### TRAVAIL DEMANDÉ
Prolongez le texte ci-dessous sur la production de principes actifs en France, en reprenant après sa dernière phrase.

Deux initiatives en cours vont par ailleurs dans le sens du renforcement et de la maîtrise additionnels des capacités de production de principes actifs et viennent compléter d’autres actions lancées antérieurement.

D’abord, Sanofi a communiqué sur la création d’une filiale dénommée Euroapi, introduite en en bourse le 6 mai dernier ; cette société regroupera 6 des 11 usines du groupe spécialisé sur les principes actifs, en l’occurrence celles ne travaillant pas exclusivement pour ses besoins propres, et comptera plus de 3 000 salariés, pour un chiffre d’affaires prévisionnel de 1 milliard d’euros. Euroapi, qui disposera ainsi d’un portefeuille de 200 principes actifs vendus dans 80 pays à une multitude de laboratoires, deviendra un des challengers de Lonza (société suisse leader historique du domaine). L’occasion également de développer l’activité auprès de laboratoires qui n’envisageaient guère jusqu’à présent de confier la production de principes actifs à un représentant des Big Pharma avec lequel la concurrence est forcément féroce. 

Bien évidemment, les pouvoirs publics voient la chose d’un bon œil, y compris via une participation au capital. Pour Euroapi, l’État français envisage d’acquérir 12 % du capital (Sanofi en conservant de son côté 30 %), via French Tech Souveraineté, un fonds géré par BPI France et initialement créé pour soutenir les start-up en difficulté, ce qui change de fait de focus.

En complément, le rapprochement annoncé entre Novasep et PharmaZell sous la houlette du fonds Bridgepoint va permettre la création d’un nouvel acteur européen de la sous-traitance qui a pour objectif un chiffre d’affaires de 500 millions d’euros.  Si Novasep a connu plusieurs années difficiles, les recentrages successifs (cession de la filiale belge à Thermo Fischer comme des équipements de laboratoire à Stedim Biotech) ont permis le désendettement comme le lancement de nouveaux investissements sur les sites de Chasse sur Rhône comme de Mourenx, avec le support du plan de relance. À Mourenx sera notamment fabriqué le principe actif de l’antiviral de Pfizer, le Paxlovid… 

Parmi les initiatives antérieures également supportées par France Relance 2030, il faut noter le projet de Seqens, en collaboration avec Sanofi et UPSA, de construire d’ici 2023 une nouvelle usine de paracétamol à Roussillon, dans l’Isère. Après une phase de R&D ayant permis la mise en place de nouveaux procédés de synthèse en continu, Seqens va en effet construire une nouvelle usine pour fabriquer le principe actif du Doliprane ou de l’Efferalgan. Rhodia y avait fermé au même endroit une usine en 2008. Y a-t-il eu dans l’intervalle une impossibilité majeure de se fournir ? Pas sûr, mais des risques, certainement, en sachant qu’ils résultent aussi des comportements des consommateurs. La “pénurie” très récente de Doliprane n’en est pas une, mais constitue plutôt une tension d’approvisionnement, qui s’explique aussi par la ruée dans les pharmacies. Au début de la crise COVID, les augmentations de consommations en officines ont été considérables (+ 400 %), et ont justifié des restrictions de consommation validées par l’Agence Nationale de Sécurité du Médicament.

### DONNÉES FOURNIES
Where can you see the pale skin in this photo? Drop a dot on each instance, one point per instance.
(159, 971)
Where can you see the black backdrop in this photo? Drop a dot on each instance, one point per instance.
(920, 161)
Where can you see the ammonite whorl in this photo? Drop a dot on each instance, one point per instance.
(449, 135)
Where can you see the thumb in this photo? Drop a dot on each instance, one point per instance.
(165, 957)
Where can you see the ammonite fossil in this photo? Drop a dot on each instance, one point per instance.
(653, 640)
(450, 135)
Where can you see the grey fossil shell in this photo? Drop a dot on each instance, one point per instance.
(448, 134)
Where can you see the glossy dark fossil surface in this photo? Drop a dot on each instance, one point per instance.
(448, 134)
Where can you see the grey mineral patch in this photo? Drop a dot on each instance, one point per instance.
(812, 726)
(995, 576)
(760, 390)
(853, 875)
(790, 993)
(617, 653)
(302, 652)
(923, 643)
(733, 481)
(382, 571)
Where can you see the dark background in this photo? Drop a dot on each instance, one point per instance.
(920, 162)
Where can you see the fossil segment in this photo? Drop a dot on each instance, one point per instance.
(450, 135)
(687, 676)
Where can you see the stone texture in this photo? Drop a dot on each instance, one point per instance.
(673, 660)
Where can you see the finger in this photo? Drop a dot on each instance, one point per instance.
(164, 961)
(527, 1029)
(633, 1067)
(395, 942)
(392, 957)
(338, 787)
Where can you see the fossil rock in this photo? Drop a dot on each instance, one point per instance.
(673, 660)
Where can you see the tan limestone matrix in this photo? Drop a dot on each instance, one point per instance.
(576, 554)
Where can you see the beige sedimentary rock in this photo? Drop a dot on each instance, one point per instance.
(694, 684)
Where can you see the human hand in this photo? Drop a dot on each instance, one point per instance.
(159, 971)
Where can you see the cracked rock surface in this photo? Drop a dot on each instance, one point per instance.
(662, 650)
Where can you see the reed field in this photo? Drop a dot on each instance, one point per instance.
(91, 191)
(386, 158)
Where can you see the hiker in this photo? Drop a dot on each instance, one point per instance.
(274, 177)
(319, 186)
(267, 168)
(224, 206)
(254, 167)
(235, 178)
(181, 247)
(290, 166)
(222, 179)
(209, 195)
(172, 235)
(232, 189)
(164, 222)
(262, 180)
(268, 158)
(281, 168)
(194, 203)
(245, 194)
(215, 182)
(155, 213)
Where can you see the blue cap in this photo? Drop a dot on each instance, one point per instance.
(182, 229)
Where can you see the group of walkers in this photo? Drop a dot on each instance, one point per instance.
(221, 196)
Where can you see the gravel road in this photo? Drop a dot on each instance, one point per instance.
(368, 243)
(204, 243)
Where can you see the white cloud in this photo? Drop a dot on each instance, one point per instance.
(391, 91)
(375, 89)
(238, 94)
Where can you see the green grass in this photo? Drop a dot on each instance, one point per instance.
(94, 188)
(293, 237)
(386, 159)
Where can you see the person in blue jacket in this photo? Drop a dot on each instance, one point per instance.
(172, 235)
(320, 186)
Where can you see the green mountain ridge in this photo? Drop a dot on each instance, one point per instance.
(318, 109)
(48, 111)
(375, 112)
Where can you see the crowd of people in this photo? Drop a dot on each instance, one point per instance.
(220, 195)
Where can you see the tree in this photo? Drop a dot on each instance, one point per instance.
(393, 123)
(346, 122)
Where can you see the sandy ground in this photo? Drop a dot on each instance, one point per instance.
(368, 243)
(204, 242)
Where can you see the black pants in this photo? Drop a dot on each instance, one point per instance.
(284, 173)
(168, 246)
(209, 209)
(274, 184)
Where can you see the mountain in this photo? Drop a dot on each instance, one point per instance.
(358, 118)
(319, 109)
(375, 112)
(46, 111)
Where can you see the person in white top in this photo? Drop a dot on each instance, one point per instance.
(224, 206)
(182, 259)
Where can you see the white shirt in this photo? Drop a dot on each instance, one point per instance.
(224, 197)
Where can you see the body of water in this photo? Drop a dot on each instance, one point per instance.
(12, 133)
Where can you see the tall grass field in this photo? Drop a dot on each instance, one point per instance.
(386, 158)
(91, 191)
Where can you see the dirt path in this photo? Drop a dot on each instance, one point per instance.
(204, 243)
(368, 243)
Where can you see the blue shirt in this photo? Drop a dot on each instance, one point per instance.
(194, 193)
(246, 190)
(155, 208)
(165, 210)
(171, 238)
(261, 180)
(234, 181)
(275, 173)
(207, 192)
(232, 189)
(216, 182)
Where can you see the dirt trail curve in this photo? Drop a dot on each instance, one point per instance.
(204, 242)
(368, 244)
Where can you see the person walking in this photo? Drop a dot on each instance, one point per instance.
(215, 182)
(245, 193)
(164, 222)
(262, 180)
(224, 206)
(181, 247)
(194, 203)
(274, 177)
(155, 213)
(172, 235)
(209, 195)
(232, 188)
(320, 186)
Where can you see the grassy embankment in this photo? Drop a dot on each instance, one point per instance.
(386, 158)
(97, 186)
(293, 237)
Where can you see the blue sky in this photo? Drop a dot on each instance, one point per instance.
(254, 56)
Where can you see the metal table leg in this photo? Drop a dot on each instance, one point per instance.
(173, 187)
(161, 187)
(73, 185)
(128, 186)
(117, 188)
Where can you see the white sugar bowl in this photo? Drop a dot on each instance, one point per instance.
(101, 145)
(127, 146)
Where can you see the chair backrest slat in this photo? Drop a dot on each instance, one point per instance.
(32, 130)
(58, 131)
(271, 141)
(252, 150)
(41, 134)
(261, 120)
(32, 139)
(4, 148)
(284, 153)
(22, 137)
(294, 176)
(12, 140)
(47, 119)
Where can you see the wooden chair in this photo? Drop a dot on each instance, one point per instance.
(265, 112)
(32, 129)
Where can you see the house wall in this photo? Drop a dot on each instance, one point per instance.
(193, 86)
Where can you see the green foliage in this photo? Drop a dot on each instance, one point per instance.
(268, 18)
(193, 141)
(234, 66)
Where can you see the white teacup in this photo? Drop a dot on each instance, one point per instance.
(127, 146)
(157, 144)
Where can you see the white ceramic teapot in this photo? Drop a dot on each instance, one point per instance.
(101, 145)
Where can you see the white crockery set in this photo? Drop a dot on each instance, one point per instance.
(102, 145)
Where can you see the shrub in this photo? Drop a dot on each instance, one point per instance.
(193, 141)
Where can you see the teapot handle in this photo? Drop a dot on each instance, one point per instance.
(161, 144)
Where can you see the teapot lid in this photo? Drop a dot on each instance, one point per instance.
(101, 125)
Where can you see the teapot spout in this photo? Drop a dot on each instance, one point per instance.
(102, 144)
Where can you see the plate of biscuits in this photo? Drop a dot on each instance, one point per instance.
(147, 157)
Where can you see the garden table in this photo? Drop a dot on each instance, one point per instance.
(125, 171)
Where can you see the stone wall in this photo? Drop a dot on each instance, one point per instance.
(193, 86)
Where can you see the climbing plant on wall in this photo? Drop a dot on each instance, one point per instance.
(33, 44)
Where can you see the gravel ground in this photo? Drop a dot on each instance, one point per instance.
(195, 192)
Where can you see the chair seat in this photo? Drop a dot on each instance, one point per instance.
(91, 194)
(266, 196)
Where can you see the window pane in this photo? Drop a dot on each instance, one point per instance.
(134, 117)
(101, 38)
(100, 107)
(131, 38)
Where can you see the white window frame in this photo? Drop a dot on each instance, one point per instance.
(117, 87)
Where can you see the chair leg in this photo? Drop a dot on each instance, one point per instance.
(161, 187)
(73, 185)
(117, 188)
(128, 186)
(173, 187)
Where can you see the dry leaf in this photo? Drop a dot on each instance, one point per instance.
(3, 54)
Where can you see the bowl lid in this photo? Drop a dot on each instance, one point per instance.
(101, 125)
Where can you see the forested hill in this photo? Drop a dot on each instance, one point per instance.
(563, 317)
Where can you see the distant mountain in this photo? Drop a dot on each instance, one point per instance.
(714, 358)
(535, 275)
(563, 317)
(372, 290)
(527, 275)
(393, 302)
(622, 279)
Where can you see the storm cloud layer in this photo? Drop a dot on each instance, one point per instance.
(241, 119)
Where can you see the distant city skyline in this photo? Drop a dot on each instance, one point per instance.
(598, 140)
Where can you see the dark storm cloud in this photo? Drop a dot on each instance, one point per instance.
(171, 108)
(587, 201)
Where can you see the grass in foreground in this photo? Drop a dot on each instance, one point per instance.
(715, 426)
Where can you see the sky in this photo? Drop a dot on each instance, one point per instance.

### RÉPONSE FINALE
En somme, il faut tout d’abord retenir dans cette affaire que dans la pharmacie comme d’autres secteurs, les acteurs ne restent pas inactifs; et que par principe, il ne faut pas se contenter de discours simplificateurs. Et surtout, garder en tête que la dimension coût n’est qu’une dimension parmi d’autres. En voulant absolument réduire les coûts (par exemple le niveau de remboursement par la Sécurité sociale), on encourage évidemment la délocalisation. 

Bercy fait les comptes: "nous avons rattrapé 80% de notre retard dans les principes actifs essentiels", explique-t-on au ministère : 24 relocalisations sur les 30 principes actifs ayant le plus manqué au début de la pandémie sont en cours, saluons donc cet effort.